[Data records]
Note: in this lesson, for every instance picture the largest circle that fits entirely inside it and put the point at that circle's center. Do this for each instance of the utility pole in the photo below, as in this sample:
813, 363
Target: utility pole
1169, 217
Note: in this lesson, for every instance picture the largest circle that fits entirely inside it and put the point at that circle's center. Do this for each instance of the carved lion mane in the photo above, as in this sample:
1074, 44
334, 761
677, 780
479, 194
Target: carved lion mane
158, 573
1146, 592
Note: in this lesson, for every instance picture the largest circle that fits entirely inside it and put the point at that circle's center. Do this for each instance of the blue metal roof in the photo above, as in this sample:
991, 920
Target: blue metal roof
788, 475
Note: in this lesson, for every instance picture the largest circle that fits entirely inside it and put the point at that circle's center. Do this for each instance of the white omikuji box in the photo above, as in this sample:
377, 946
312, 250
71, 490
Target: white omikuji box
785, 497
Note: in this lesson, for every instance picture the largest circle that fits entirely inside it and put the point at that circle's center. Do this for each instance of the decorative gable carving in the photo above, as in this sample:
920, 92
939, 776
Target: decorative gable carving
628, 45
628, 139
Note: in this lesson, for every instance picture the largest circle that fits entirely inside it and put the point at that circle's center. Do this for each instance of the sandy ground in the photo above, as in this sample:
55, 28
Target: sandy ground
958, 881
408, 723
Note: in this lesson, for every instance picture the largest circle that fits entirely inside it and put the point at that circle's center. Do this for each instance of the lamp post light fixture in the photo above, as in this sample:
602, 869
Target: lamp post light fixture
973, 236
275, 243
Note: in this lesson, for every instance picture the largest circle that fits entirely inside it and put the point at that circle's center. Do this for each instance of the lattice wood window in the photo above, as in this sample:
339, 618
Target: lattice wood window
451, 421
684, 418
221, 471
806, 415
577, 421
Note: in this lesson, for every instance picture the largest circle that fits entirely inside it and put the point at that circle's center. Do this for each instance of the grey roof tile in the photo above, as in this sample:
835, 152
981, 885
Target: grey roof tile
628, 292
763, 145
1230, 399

**THE PROBLEM**
The records above need to be duplicated. Keep every word unchanged.

**YOUR RESPONSE**
Note: in this lesson, for every instance picture the largest circle that fits entirely inside it and put the point at that circle's center. Do this for each instance of the utility pole in the photo below, as in this sample:
813, 363
Target: utility pole
1169, 217
Note: in this lesson, for every instance picture the largest circle that fits entirely inside it and put the point at that circle's center. Do this for each instance of the carved lion mane in the photo above, as in this sample:
1074, 44
334, 761
677, 780
479, 194
Target: carved lion mane
158, 573
1146, 592
Note: in this lesson, for every instance picture the largest circle that fits entirely inside it and put the point at that circle's center. Do this for each instance of the blue metal roof in the photo above, as in this sample:
991, 920
Target: blue metal roof
788, 475
Note: in this lesson, for every instance picture the largest circle that fits entirely inside it and put the point at that circle's center. Do this for each instance of the white omikuji box in the photo above, as in this sample:
377, 946
312, 250
71, 490
Target: white omikuji box
785, 497
Note: in this lesson, for every instance picture the largest circle that fits entirely inside it and put the point at that circle's center. Do this for each instance of the decorative gable carving in the photo above, as in this sample:
920, 92
939, 776
Target: decorative gable carving
628, 45
628, 139
Note: in this lesson, for every instance picture the largest circle that fits entirely inside it and put the point at that circle's center. Do this for each instance of the sandy ground in the photo above, as in this sample:
55, 28
Target: sandy ground
958, 881
408, 723
Note: in this lesson, for every instance picture the largest circle that fits entirely inside it and put the point at that circle's center. Do this for each instance of the lamp post light fixture in the photo above, as in this sample:
602, 869
Target: lamp post light fixture
973, 236
275, 243
Note: in this lesson, for every instance picture the largest circle that fits entirely inside it and put the point at that circle's center. Do this for each instance of the lattice wood window in the photo above, as in this sample:
339, 618
Target: lattice wood window
451, 421
684, 418
221, 471
806, 415
577, 421
Note: in this lesson, for every instance picture the largest circle that fits entirely inside it and put the point at that circle's center. Do this for each instance of the grey roof tile in the photo above, as in this sample:
835, 152
981, 885
Target: grey roof tile
628, 292
763, 145
1230, 399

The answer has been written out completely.